#### INFORMATION SHOWN:
◇ ◇ ◇ ◇ ◇ ◇ ◇

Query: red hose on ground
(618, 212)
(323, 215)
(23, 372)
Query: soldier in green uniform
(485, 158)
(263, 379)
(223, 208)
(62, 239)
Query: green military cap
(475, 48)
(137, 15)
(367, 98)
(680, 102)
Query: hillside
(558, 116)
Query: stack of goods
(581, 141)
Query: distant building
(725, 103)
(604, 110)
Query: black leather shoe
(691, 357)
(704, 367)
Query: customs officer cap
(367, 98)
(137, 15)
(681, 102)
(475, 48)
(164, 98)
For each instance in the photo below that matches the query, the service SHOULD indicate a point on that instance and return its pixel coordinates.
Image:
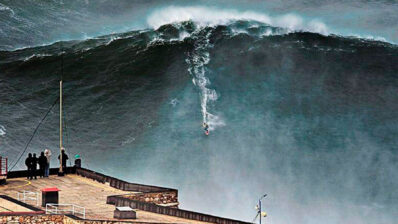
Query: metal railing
(65, 209)
(28, 196)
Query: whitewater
(297, 112)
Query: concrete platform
(9, 206)
(83, 192)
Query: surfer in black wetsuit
(206, 128)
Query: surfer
(206, 128)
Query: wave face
(309, 119)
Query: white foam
(6, 8)
(197, 61)
(208, 16)
(2, 130)
(37, 56)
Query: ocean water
(296, 111)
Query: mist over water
(310, 118)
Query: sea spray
(197, 61)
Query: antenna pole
(61, 171)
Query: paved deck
(82, 192)
(8, 206)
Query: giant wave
(309, 118)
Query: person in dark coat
(42, 164)
(64, 159)
(28, 163)
(34, 166)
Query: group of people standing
(43, 161)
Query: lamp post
(259, 205)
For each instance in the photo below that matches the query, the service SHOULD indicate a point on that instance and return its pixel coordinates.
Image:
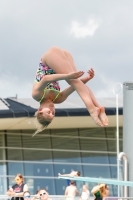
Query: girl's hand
(91, 74)
(74, 75)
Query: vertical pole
(117, 139)
(117, 90)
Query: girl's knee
(67, 53)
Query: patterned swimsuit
(44, 70)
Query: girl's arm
(65, 93)
(39, 87)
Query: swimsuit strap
(56, 96)
(44, 95)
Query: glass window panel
(3, 186)
(66, 169)
(65, 143)
(13, 140)
(60, 156)
(42, 169)
(2, 168)
(64, 132)
(93, 144)
(46, 183)
(92, 132)
(39, 141)
(98, 158)
(33, 155)
(111, 132)
(2, 142)
(100, 171)
(14, 154)
(60, 186)
(15, 168)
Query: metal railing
(125, 171)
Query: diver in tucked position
(57, 64)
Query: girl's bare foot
(94, 114)
(103, 116)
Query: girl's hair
(26, 192)
(78, 173)
(42, 189)
(42, 122)
(20, 176)
(86, 186)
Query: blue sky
(99, 34)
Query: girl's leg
(102, 114)
(57, 60)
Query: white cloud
(80, 30)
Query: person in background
(73, 173)
(17, 190)
(71, 191)
(26, 195)
(36, 196)
(44, 195)
(100, 191)
(85, 193)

◇ ◇ ◇ ◇ ◇ ◇ ◇

#### EXERCISE PROMPT:
With the pictures left out, output all the entries exactly.

#### RESULT OF THIS EXERCISE:
Query: red hose on ground
(618, 212)
(323, 215)
(23, 372)
Query: soldier in green uniform
(485, 158)
(263, 379)
(223, 208)
(62, 239)
Query: green military cap
(475, 48)
(137, 15)
(367, 98)
(680, 102)
Query: hillside
(558, 116)
Query: stack of goods
(581, 141)
Query: distant building
(725, 103)
(604, 110)
Query: black leather shoe
(691, 357)
(704, 367)
Query: customs officer cap
(367, 98)
(137, 15)
(681, 102)
(475, 48)
(164, 98)
For each instance in the photo below that matches the query, the service SHOULD indicate a point on that instance and return its pixel coordinates.
Image:
Query: metal railing
(65, 209)
(28, 196)
Query: whitewater
(297, 112)
Query: concrete platform
(9, 206)
(83, 192)
Query: surfer in black wetsuit
(206, 128)
Query: surfer
(206, 128)
Query: wave face
(309, 119)
Query: white foam
(6, 8)
(197, 61)
(208, 16)
(2, 130)
(37, 56)
Query: ocean water
(296, 111)
Query: mist over water
(310, 118)
Query: sea spray
(197, 61)
Query: antenna pole
(61, 171)
Query: paved deck
(82, 192)
(8, 206)
Query: giant wave
(309, 118)
Query: person in dark coat
(42, 164)
(64, 159)
(28, 163)
(34, 166)
Query: group of people standing
(43, 161)
Query: lamp post
(259, 205)
For each instance in the photo below that matches the query, the service SHOULD indicate a point on that instance and return its pixel coordinates.
Image:
Query: girl's hand
(91, 74)
(74, 75)
Query: vertical pole
(117, 139)
(117, 90)
Query: girl's knee
(67, 53)
Query: patterned swimsuit
(44, 70)
Query: girl's arm
(65, 93)
(39, 87)
Query: swimsuit strap
(56, 96)
(44, 95)
Query: glass window panel
(3, 186)
(66, 169)
(65, 143)
(13, 140)
(60, 156)
(42, 169)
(2, 168)
(64, 132)
(93, 144)
(46, 183)
(92, 132)
(39, 141)
(98, 158)
(33, 155)
(111, 132)
(2, 142)
(100, 171)
(14, 154)
(60, 186)
(15, 168)
Query: metal railing
(125, 171)
Query: diver in tucked position
(57, 64)
Query: girl's bare foot
(94, 114)
(103, 116)
Query: girl's hair
(26, 192)
(78, 173)
(42, 189)
(42, 122)
(20, 176)
(86, 186)
Query: blue sky
(99, 34)
Query: girl's leg
(102, 114)
(57, 60)
Query: white cloud
(80, 30)
Query: person in background
(73, 173)
(17, 190)
(71, 191)
(26, 195)
(36, 196)
(44, 195)
(100, 191)
(85, 193)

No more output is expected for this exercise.